**Given passage:**
-- START --

- Born: 12 November 1940 (age 85) Melbourne, Australia
- Education: BA (Photography), RMIT University
- Occupations: Photographer and Lecturer
- Website: http://www.john-garrett.co.uk

= John Raymond Garrett =

John Raymond Garrett (born 12 November 1940) is an Australian/British photo journalist whose work is mainly on fashion, reportage and photojournalism. He has covered situations and exhibited widely and is the author of many books.

==Early life and education==
Garrett was born and raised in the suburb of Kew, Victoria, near Melbourne. After completing his secondary education He attended the RMIT University where he gained a BA in photography.

-- END --

**Aim:**
Copy the stretch of the John Raymond Garrett biography from "- Born: 12 November" through "BA in photography.", swapping "Melbourne" for "Sydney" wherever it occurs.

**Collected data:**
-- START --

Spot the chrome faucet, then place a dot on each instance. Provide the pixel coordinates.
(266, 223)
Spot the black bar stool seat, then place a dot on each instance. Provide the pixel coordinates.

-- END --

**Result of the exercise:**
- Born: 12 November 1940 (age 85) Sydney, Australia
- Education: BA (Photography), RMIT University
- Occupations: Photographer and Lecturer
- Website: http://www.john-garrett.co.uk

= John Raymond Garrett =

John Raymond Garrett (born 12 November 1940) is an Australian/British photo journalist whose work is mainly on fashion, reportage and photojournalism. He has covered situations and exhibited widely and is the author of many books.

==Early life and education==
Garrett was born and raised in the suburb of Kew, Victoria, near Sydney. After completing his secondary education He attended the RMIT University where he gained a BA in photography.